DOCUMENT SECTION -
···
She has been an editor of the Review of Economic Dynamics since 2017. Since 2015, De Nardi has been on the editorial board of the Journal of Economic Literature. From 2014 to 2017, she was associate editor of the Journal of the European Economic Association and Fiscal Studies.

==Publications==
De Nardi has written over 30 articles on topics including the role of bequests and entrepreneurship in wealth distribution, the medical expenditures of the elderly, the impact of Social Security reform on the general economy, the relationship between fertility and social security, and the effects of estate taxation.

- "Family and Government Insurance: Wage, Earnings, and Income Risks in the Netherlands and the US" (2019). De Nardi co-authored the article with Giulio Fella, Marike Knoef, Gonzalo Paz-Pardo and Raun Van Ooijen. It examines the size and distribution of wage shocks and the role of insurance against these shocks in the United States and the Netherlands.
- "The Lifetime Costs of Bad Health" (2018). Poor health can shorten a person's life expectancy. This article explores the effects of health shocks over a lifetime. Co-authored with Svetlana Pashchenko and Ponpoke Porapakkarm, the article developed a structural framework to help measure the long-term effects of poor health.
- "The Aggregate Implications of Gender and Marriage" (2018). Margherita Borella, Mariacristina De Nardi, Fang Yang investigate the aggregate importance of gender and marriage. They note that most macroeconomists ignore women and marriage when setting up structural models and when calibrating them using data on men only. They state that by modelling marriage and gender explicitly would give the best results for matching the aggregates.
···
DATA EXTRACT -
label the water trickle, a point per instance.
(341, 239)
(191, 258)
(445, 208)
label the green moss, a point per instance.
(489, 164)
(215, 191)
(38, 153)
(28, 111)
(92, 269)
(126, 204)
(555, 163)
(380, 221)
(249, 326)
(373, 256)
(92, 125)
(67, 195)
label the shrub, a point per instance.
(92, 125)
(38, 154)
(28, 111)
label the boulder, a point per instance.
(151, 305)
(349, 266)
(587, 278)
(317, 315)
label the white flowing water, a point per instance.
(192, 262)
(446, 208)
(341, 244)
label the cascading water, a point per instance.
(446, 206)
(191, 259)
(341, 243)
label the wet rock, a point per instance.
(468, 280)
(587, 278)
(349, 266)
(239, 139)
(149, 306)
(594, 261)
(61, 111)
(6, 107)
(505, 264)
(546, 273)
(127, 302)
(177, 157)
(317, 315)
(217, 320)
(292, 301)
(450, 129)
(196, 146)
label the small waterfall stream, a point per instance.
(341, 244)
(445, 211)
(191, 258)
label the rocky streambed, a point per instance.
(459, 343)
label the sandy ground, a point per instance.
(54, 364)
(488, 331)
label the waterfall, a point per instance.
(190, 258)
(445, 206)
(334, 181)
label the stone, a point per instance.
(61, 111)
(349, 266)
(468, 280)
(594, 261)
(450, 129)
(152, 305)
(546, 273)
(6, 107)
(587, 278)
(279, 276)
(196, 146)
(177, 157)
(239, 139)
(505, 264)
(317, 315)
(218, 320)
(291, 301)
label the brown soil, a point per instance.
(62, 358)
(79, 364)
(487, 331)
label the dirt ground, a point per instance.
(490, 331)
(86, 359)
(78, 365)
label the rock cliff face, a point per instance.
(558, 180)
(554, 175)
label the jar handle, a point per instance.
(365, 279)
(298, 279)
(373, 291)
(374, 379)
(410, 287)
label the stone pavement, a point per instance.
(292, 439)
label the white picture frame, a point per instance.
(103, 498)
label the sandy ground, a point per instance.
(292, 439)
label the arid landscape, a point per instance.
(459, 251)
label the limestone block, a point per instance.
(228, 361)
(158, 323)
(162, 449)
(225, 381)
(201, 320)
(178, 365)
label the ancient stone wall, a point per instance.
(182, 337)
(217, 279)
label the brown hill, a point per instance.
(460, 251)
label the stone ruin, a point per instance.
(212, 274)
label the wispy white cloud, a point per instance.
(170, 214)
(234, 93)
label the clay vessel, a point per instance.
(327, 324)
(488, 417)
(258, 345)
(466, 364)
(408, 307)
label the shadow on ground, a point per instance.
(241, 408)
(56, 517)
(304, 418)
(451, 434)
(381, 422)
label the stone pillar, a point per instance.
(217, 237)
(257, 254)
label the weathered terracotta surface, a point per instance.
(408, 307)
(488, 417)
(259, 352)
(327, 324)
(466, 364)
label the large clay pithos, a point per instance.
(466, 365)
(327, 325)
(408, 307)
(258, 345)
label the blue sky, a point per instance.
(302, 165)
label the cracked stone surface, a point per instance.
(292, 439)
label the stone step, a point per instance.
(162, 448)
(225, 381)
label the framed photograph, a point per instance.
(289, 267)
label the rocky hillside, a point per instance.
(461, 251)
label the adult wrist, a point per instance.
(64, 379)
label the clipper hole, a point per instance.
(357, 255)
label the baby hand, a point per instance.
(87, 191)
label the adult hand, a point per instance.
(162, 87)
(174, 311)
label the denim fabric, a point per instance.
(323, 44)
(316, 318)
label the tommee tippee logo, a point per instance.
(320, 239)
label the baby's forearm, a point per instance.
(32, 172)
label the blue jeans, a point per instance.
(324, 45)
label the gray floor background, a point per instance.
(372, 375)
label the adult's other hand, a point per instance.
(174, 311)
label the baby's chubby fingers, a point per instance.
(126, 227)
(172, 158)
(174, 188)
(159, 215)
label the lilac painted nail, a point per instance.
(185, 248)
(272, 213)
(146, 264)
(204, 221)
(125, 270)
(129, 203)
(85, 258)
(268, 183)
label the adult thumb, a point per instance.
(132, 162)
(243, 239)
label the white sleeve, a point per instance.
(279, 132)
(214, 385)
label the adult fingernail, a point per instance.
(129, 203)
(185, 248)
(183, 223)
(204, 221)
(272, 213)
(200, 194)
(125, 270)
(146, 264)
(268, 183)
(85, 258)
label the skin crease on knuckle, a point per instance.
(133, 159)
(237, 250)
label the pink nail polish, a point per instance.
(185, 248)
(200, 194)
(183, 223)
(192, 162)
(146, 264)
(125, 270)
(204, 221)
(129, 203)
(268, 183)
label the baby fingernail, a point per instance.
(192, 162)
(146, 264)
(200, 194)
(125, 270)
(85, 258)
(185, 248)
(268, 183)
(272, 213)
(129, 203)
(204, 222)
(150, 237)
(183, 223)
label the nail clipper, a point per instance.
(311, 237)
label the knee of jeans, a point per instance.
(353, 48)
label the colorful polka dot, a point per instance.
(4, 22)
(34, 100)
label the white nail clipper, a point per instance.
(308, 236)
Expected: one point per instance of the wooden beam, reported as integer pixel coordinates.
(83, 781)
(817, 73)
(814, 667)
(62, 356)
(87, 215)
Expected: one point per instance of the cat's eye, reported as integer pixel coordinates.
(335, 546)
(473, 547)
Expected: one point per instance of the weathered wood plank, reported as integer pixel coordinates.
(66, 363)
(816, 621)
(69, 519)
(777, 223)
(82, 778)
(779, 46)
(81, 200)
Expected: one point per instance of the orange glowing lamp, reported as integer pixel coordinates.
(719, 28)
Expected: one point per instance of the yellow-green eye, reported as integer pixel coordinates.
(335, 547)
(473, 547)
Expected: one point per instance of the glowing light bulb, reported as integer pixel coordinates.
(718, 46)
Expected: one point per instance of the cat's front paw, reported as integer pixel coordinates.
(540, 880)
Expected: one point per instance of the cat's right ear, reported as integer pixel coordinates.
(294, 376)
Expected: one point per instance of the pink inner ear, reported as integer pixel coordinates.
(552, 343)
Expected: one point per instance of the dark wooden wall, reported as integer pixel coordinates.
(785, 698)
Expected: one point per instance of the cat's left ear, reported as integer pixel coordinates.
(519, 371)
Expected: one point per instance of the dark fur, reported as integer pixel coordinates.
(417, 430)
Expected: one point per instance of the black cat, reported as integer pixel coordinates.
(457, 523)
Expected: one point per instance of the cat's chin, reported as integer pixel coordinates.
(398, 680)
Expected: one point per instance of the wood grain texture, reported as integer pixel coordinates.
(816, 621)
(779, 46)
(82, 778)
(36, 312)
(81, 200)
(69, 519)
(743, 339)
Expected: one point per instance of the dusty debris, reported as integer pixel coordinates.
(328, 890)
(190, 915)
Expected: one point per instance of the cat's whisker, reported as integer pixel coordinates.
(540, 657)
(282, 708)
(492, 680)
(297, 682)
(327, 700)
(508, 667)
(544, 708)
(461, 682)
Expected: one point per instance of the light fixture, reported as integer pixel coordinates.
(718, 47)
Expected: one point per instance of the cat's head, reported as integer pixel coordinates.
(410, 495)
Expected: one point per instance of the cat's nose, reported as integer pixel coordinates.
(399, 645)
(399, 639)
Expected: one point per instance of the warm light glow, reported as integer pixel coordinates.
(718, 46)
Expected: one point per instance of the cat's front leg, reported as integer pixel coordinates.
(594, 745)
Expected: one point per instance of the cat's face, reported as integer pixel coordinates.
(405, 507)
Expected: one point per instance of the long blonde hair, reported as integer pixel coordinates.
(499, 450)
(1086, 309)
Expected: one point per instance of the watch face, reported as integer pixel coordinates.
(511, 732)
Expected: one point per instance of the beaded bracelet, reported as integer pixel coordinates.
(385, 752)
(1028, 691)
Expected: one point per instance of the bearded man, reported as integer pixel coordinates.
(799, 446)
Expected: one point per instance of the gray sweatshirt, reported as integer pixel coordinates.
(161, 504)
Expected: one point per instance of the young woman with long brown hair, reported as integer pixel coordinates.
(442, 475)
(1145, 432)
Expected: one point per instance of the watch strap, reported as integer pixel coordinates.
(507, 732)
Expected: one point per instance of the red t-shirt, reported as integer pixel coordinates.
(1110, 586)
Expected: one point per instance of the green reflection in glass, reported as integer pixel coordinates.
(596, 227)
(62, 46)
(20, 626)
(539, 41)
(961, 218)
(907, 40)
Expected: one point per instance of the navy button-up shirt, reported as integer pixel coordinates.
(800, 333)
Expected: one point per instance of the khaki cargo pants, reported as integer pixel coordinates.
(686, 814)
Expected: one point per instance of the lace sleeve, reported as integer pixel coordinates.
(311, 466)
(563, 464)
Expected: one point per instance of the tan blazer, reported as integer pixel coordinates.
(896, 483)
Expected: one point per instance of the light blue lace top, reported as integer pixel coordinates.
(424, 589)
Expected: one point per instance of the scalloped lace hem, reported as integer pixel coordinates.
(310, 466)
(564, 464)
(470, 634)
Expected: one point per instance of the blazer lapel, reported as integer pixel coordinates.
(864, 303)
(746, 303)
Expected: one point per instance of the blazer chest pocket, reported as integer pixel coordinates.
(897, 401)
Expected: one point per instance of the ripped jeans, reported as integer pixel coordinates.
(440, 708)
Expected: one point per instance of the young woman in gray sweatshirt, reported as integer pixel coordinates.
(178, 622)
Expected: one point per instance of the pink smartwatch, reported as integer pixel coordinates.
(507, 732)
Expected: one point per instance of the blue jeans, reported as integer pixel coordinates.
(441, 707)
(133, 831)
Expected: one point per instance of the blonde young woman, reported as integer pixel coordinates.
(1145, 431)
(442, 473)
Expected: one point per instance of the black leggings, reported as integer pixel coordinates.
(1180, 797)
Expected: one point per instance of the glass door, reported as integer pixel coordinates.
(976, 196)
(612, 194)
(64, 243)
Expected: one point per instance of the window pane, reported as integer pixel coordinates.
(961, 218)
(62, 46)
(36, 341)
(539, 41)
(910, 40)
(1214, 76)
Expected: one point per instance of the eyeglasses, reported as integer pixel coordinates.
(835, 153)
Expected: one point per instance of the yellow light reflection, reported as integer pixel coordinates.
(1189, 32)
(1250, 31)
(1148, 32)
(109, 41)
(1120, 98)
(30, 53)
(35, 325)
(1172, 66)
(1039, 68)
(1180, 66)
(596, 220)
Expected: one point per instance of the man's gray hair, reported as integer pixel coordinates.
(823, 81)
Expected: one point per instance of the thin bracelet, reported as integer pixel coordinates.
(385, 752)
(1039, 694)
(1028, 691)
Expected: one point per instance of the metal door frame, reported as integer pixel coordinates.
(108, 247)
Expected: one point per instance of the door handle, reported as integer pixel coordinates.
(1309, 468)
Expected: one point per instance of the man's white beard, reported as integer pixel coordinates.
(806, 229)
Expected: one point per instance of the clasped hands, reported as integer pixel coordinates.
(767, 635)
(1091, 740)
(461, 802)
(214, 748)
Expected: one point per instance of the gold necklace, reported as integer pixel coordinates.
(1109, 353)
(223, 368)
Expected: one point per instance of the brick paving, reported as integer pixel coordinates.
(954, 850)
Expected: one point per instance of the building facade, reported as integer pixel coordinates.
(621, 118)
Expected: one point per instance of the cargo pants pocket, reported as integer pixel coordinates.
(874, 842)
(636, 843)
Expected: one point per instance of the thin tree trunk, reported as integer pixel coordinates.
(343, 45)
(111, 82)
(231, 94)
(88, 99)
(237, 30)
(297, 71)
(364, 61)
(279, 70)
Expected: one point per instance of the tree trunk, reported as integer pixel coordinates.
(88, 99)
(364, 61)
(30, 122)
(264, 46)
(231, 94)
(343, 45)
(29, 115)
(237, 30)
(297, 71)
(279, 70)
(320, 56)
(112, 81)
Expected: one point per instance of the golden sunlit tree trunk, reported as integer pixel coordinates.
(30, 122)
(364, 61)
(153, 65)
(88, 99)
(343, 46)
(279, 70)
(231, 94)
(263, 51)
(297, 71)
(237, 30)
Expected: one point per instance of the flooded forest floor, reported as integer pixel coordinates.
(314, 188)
···
WORK INSTRUCTIONS -
A – From the passage on De Nardi's career, copy the text word for word, starting at "She has been" and ending at "and Fiscal Studies.".
B – According to the passage on De Nardi's career, since what year has she served on the editorial board of the Journal of Economic Literature?

ANSWERS TO THE EXERCISE -
A –
She has been an editor of the Review of Economic Dynamics since 2017. Since 2015, De Nardi has been on the editorial board of the Journal of Economic Literature. From 2014 to 2017, she was associate editor of the Journal of the European Economic Association and Fiscal Studies.

B – Since 2015.